# Task item:
The response should consist of every line below, unchanged.

# Point-per-instance localization data:

►

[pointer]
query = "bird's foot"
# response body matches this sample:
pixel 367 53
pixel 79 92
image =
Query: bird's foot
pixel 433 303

◄

# Answer for this exercise:
[pointer]
query = "bird's foot"
# response body matches this sample:
pixel 367 53
pixel 79 92
image =
Query: bird's foot
pixel 433 303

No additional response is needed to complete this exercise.